-------- Trecho da página --------
Com relação as fases da gestação, de acordo com a medicina, ela é dividida em 3 fases: 1º trimestre, 2º trimestre e 3º trimestre.

O 1º trimestre geralmente é a fase de descoberta da gestação, na qual a mulher percebe a ausência de menstruação, enjoos, alterações no corpo etc. Quando planejada, a gravidez pode ser descoberta antes mesmo da manifestação dos sintomas, no entanto, quando não planejada, a mulher pode sentir sentimentos de ambivalência e ansiedade pela situação inesperada. A ansiedade também pode se manifestar por não sentir os movimentos do bebê, pelo medo de não amá-lo ou não desenvolver vínculo afetivo ou mesmo pelo fato da mulher ainda não se sentir grávida ou a “ficha não ter caído”. É nesta fase que há maiores incidências de aborto espontâneo ou provocado, fatores estes que também são potenciais geradores de alterações emocionais na mulher.
-------- Trechos do material --------
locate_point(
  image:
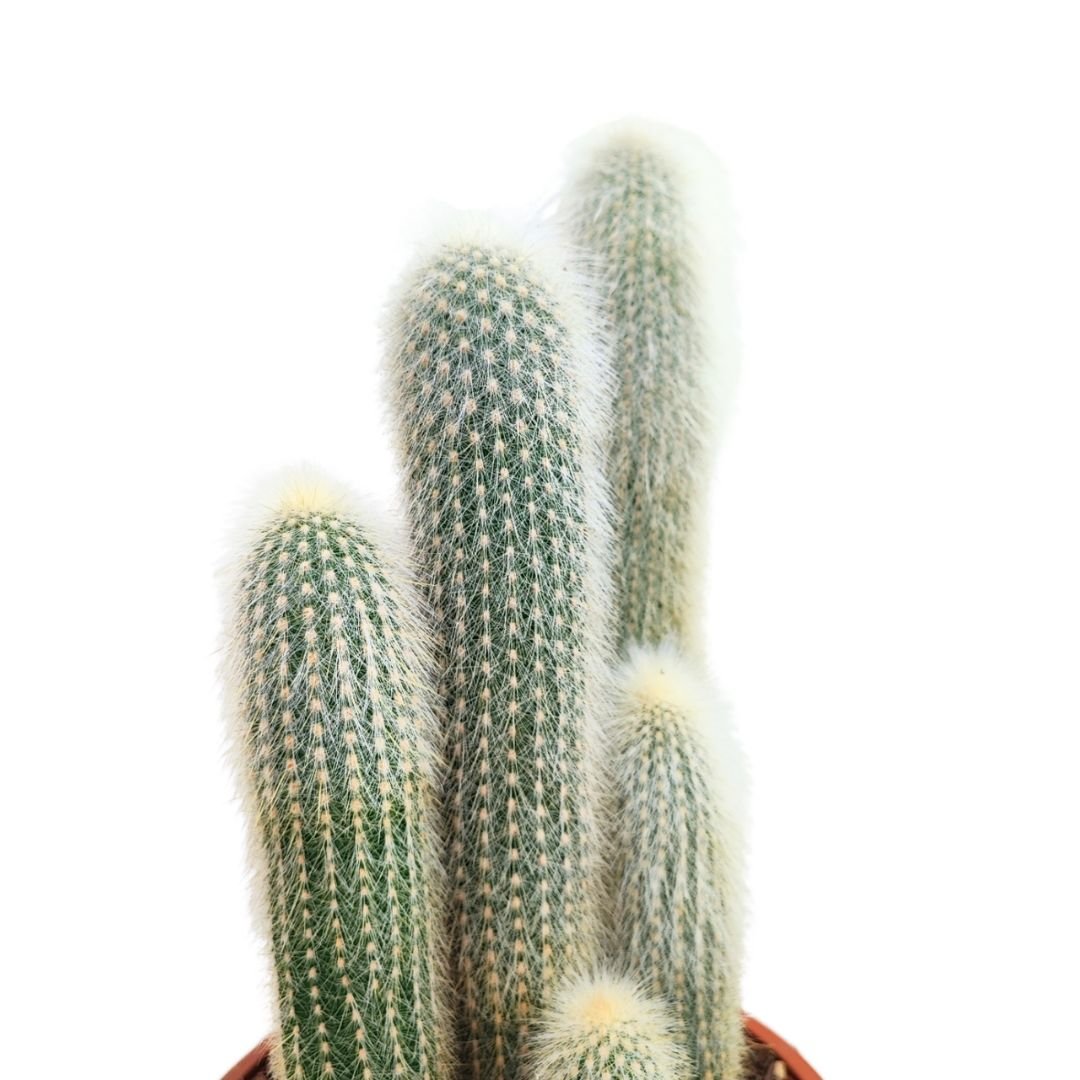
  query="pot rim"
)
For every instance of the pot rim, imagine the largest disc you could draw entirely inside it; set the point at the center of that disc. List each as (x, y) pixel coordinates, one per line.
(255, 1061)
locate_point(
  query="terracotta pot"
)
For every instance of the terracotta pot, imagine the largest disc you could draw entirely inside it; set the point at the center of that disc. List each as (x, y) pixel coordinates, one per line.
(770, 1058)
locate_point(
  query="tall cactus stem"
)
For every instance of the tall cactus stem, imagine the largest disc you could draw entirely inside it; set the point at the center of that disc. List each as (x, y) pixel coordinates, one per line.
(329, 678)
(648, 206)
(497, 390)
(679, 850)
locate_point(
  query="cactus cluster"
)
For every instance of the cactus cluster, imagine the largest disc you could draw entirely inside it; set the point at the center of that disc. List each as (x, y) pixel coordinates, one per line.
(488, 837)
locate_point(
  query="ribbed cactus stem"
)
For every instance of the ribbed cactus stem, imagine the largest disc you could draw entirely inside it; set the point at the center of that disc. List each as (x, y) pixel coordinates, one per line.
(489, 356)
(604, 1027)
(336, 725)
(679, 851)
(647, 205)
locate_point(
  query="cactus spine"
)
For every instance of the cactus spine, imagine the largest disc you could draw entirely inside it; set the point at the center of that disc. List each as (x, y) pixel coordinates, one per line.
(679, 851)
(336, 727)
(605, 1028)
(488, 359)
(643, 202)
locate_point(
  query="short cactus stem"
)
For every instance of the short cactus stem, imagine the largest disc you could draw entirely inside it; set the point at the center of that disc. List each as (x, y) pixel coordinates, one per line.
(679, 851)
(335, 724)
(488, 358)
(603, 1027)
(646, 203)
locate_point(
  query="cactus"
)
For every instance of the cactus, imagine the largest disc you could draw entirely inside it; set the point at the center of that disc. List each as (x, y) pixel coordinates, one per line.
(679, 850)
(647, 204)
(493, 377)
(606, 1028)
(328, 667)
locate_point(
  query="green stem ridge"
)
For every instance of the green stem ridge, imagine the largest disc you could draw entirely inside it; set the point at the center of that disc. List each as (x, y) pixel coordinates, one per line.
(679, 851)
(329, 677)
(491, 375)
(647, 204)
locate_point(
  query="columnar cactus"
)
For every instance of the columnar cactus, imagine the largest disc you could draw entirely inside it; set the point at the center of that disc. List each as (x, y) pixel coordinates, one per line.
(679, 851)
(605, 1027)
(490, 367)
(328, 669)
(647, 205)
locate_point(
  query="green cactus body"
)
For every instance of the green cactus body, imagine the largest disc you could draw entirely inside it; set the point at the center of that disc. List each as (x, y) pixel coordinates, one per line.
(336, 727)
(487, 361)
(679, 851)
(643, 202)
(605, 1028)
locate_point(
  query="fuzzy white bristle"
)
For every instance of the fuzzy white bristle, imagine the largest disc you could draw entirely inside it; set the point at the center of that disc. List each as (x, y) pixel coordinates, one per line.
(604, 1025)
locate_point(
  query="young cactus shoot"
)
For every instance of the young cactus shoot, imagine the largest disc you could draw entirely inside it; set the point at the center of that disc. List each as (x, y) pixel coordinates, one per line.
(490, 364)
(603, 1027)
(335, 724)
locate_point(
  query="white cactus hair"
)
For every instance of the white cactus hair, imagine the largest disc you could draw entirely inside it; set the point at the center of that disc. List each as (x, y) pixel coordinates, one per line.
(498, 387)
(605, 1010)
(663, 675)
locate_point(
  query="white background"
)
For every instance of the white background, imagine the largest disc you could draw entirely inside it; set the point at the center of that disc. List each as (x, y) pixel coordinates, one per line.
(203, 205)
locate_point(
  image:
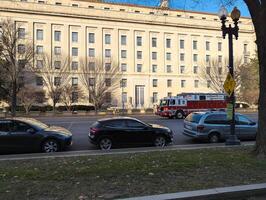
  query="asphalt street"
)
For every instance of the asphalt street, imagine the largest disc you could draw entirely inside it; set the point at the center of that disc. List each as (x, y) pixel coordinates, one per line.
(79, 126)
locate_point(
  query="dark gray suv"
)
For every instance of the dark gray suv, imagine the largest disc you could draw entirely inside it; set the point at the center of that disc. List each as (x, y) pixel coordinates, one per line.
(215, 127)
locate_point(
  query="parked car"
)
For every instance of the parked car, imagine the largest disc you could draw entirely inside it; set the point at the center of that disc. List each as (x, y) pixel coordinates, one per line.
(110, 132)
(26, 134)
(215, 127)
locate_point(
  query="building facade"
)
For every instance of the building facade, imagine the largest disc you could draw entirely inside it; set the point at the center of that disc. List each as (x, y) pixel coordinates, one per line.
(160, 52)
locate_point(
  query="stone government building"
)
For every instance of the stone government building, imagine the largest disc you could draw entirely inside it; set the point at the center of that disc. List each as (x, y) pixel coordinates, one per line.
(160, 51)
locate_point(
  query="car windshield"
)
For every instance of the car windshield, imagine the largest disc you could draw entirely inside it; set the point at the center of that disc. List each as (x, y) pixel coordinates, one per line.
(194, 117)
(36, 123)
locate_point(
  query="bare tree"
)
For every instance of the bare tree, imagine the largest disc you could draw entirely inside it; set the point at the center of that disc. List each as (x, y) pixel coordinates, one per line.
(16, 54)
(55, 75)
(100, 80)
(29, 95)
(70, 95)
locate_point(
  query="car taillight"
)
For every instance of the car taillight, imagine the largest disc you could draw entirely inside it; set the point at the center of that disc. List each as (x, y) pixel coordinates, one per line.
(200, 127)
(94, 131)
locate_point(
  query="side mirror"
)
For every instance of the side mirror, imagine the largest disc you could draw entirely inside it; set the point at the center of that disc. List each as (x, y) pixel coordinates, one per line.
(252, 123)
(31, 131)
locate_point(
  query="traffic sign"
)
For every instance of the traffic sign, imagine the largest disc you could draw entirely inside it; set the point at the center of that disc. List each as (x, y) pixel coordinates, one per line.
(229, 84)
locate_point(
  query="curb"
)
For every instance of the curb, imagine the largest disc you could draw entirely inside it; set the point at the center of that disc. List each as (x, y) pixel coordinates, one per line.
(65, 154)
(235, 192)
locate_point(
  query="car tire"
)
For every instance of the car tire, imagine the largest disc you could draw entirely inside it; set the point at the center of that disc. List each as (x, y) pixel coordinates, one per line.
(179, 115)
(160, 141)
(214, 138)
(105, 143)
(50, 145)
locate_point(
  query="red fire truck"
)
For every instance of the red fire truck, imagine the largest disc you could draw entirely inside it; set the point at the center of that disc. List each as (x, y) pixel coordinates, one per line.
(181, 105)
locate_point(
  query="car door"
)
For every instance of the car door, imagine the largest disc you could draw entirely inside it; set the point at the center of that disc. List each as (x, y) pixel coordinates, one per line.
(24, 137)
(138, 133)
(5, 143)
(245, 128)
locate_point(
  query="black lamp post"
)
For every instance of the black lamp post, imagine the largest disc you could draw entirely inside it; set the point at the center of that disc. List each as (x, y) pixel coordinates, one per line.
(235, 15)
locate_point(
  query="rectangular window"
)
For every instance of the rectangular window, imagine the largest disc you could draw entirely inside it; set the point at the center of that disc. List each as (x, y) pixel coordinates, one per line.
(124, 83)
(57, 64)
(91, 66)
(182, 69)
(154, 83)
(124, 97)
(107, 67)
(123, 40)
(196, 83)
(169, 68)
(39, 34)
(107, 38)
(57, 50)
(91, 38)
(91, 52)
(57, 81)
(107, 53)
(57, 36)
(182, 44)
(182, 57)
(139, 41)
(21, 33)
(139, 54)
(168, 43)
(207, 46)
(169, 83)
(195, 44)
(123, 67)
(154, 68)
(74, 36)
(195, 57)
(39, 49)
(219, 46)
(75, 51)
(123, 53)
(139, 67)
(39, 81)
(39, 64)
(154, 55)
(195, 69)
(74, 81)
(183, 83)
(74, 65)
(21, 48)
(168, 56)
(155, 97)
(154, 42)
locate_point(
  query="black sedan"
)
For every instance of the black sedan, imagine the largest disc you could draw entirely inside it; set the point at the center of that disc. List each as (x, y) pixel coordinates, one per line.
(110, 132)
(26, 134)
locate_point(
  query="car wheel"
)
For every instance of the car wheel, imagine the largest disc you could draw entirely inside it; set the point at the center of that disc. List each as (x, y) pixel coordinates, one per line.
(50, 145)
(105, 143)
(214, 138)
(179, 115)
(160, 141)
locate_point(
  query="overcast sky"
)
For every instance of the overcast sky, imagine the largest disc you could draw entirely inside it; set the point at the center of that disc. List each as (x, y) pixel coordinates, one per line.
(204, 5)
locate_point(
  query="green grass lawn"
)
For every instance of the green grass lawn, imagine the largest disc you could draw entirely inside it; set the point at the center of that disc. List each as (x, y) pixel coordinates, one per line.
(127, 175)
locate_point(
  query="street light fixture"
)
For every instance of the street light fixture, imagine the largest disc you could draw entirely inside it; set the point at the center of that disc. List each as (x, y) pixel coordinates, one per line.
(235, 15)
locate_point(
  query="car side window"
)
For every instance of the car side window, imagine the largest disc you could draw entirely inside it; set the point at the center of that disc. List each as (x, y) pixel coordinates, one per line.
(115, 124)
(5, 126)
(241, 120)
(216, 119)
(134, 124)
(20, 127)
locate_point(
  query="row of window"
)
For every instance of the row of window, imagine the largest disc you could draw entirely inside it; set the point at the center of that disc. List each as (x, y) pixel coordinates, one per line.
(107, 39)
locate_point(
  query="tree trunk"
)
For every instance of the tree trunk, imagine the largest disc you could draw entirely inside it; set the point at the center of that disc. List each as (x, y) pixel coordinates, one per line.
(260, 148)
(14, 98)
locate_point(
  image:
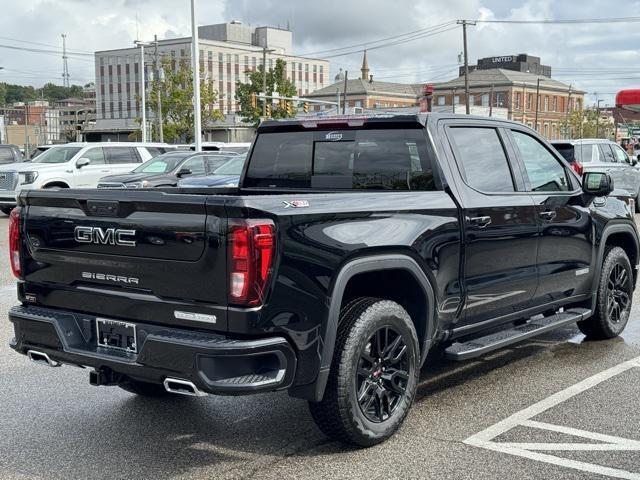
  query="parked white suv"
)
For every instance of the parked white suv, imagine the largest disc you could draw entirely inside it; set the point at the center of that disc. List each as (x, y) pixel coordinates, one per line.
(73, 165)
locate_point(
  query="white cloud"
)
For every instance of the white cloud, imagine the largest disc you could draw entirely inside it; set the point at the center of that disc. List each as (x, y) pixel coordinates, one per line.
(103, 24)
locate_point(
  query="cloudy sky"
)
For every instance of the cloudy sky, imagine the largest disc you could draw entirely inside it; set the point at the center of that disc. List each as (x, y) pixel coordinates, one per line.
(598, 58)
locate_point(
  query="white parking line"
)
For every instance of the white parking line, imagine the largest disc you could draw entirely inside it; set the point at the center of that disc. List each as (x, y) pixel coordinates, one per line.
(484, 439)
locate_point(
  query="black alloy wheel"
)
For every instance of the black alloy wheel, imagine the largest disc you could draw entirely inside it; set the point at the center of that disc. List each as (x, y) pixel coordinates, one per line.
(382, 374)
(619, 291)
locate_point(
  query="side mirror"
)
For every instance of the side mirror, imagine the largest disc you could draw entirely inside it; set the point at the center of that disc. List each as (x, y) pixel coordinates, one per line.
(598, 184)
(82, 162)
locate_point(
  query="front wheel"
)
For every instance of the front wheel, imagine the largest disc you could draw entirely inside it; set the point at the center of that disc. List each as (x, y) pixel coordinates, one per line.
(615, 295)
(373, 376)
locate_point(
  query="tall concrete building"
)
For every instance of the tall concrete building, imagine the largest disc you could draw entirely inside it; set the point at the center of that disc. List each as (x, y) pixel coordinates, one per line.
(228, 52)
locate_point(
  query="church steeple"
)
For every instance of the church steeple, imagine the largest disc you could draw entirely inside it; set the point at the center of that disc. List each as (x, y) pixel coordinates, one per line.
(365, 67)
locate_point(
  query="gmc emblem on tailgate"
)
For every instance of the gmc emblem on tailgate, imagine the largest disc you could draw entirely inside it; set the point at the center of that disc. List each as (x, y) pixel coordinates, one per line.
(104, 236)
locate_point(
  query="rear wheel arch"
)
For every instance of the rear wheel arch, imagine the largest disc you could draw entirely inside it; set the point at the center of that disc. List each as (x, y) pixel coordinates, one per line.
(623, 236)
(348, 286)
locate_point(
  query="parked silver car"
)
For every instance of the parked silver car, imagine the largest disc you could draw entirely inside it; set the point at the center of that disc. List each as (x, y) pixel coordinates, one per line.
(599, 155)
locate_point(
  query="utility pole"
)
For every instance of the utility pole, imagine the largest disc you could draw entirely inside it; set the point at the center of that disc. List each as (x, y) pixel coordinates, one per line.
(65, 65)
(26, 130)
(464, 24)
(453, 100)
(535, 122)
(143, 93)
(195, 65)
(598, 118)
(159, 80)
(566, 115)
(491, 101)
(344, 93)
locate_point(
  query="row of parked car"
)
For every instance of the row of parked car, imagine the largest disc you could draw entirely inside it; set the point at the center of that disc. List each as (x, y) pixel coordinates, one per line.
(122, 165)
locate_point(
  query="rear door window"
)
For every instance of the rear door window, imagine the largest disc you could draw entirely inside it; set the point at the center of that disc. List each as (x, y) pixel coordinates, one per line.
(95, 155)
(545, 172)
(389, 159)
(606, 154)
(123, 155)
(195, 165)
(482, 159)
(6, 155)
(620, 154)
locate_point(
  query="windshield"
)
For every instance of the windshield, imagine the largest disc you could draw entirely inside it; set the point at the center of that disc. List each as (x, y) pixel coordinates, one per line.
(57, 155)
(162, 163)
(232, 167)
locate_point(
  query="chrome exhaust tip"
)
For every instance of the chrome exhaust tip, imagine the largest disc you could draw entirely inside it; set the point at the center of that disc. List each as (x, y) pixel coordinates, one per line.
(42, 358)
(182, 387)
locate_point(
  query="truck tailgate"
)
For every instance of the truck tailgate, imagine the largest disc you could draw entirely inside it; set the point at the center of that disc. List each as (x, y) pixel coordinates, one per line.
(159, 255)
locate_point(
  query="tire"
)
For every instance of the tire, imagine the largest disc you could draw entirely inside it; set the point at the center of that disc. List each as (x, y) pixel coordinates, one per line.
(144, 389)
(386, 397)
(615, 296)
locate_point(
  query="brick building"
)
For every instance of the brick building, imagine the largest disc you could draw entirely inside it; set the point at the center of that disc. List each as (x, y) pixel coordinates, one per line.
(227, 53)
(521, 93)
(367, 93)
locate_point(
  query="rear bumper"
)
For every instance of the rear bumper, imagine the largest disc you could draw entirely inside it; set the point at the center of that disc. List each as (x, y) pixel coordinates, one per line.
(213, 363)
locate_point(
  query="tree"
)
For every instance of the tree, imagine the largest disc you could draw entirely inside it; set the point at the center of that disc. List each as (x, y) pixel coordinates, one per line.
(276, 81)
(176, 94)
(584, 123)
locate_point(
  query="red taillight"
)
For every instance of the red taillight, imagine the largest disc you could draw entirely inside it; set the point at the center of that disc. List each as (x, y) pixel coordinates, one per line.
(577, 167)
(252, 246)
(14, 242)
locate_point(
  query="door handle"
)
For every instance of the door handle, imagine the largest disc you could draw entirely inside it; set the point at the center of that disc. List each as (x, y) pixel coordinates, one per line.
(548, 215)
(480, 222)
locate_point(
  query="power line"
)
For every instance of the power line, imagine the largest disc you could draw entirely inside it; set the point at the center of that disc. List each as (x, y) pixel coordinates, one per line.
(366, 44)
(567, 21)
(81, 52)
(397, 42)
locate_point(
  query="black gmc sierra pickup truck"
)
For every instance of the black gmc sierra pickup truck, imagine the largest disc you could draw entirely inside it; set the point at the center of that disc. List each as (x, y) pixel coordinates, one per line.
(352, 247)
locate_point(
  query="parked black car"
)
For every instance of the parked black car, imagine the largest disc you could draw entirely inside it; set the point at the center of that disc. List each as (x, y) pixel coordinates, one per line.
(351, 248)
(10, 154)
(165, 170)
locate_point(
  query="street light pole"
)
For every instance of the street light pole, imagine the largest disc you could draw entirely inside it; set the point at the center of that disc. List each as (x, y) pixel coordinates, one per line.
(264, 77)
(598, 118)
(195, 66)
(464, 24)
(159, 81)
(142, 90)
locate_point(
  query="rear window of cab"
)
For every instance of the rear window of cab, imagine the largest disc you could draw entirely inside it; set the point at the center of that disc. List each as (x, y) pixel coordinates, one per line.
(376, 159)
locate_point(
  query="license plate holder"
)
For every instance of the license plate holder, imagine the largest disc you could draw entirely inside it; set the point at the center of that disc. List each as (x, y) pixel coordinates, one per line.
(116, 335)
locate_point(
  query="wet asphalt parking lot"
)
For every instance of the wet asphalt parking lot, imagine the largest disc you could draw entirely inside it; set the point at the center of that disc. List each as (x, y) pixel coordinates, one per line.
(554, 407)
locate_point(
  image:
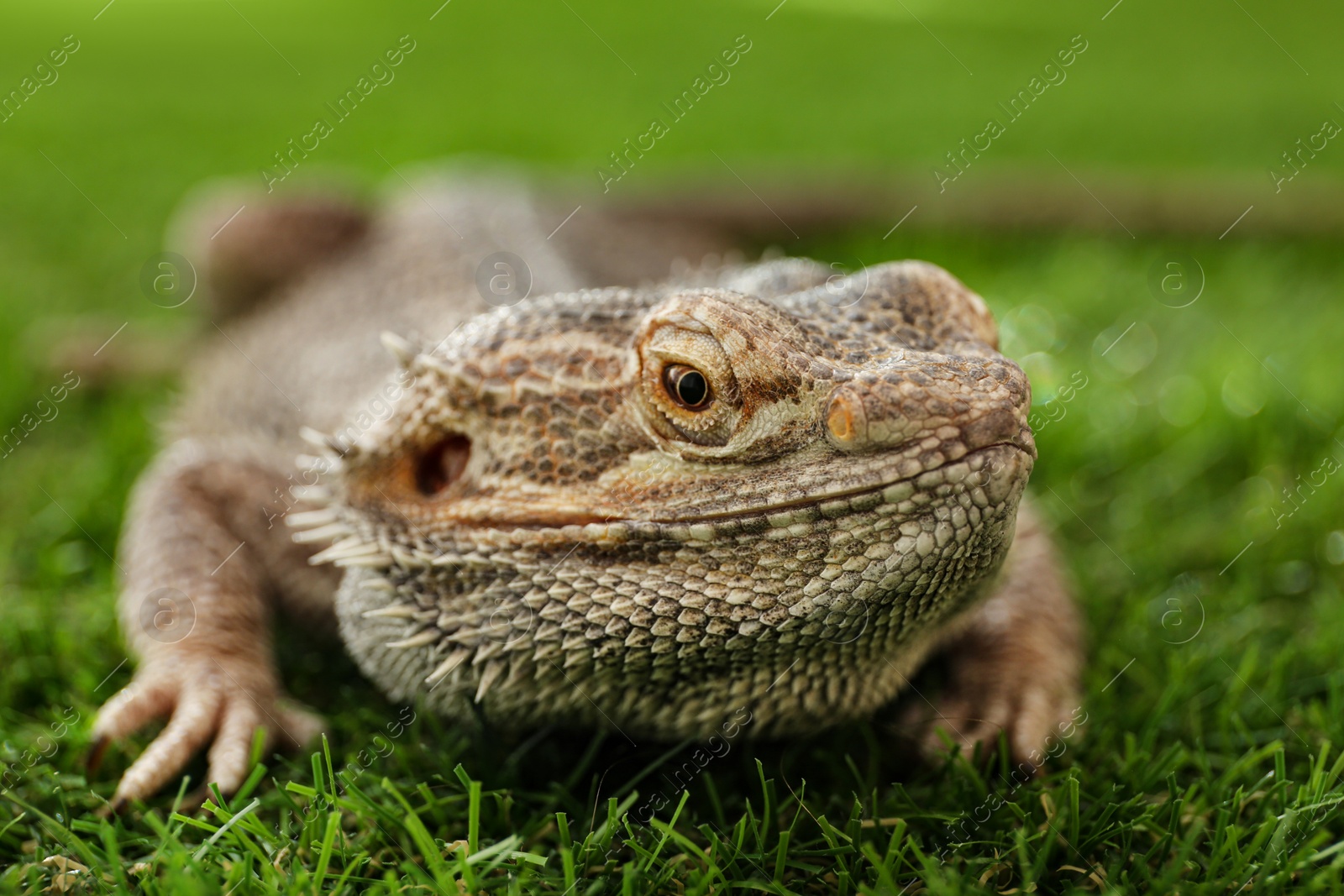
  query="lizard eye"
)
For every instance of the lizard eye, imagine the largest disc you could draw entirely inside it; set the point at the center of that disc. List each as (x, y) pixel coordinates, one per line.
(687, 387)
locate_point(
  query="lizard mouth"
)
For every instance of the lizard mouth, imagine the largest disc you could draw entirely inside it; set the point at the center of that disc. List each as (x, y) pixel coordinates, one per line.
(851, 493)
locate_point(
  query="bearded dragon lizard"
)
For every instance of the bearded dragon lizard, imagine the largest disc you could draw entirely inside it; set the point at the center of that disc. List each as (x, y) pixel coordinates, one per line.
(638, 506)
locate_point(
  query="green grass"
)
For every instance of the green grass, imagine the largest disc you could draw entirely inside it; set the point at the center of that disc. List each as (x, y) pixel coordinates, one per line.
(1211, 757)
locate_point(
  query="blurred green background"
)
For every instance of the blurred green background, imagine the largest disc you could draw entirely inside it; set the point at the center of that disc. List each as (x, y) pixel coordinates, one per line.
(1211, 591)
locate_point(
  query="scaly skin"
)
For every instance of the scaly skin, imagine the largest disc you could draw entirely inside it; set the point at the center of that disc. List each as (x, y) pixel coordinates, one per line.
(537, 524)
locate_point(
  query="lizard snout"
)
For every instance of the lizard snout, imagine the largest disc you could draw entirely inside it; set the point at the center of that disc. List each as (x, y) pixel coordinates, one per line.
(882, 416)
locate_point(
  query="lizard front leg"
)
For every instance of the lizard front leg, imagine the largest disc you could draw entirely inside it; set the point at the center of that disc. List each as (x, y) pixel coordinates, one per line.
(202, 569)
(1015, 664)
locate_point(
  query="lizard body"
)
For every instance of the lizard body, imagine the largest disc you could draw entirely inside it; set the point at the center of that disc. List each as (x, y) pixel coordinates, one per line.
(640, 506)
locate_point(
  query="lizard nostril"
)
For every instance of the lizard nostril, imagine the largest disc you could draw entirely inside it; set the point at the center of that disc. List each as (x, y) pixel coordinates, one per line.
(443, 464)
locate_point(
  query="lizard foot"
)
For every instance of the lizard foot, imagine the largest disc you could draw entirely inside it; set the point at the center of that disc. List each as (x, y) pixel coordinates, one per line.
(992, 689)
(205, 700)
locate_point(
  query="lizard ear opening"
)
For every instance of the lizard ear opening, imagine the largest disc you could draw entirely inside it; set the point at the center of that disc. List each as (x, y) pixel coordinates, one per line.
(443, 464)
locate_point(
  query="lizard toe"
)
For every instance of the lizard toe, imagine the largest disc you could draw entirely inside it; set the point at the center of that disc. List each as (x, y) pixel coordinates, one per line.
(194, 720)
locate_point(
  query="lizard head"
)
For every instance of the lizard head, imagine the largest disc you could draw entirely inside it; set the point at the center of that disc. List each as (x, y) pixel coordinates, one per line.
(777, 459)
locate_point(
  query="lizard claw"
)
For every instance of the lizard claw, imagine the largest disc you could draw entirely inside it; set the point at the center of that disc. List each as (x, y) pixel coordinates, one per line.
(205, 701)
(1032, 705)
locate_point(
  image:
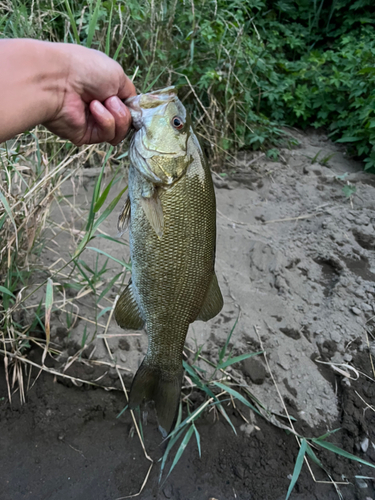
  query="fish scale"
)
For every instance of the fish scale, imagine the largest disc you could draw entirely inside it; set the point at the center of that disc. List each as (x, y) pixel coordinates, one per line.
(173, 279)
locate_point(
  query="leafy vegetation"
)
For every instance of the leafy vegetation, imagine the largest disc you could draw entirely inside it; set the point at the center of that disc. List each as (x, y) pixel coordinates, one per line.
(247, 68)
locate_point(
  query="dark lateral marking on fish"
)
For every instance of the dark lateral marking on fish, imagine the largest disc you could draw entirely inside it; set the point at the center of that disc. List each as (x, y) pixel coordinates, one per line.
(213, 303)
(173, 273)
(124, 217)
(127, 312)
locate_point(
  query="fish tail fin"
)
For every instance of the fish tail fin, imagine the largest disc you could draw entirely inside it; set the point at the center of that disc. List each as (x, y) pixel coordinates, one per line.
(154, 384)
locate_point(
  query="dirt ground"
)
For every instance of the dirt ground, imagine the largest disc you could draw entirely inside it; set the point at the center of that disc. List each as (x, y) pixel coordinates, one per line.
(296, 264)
--------
## O que fazer:
Troque "enjoos" por "náuseas" no texto sobre as fases da gestação e escreva de novo o trecho de "Com relação as" até "emocionais na mulher.". O material não tem nenhum papel nesta atividade.

## Sua resposta:
Com relação as fases da gestação, de acordo com a medicina, ela é dividida em 3 fases: 1º trimestre, 2º trimestre e 3º trimestre.

O 1º trimestre geralmente é a fase de descoberta da gestação, na qual a mulher percebe a ausência de menstruação, náuseas, alterações no corpo etc. Quando planejada, a gravidez pode ser descoberta antes mesmo da manifestação dos sintomas, no entanto, quando não planejada, a mulher pode sentir sentimentos de ambivalência e ansiedade pela situação inesperada. A ansiedade também pode se manifestar por não sentir os movimentos do bebê, pelo medo de não amá-lo ou não desenvolver vínculo afetivo ou mesmo pelo fato da mulher ainda não se sentir grávida ou a “ficha não ter caído”. É nesta fase que há maiores incidências de aborto espontâneo ou provocado, fatores estes que também são potenciais geradores de alterações emocionais na mulher.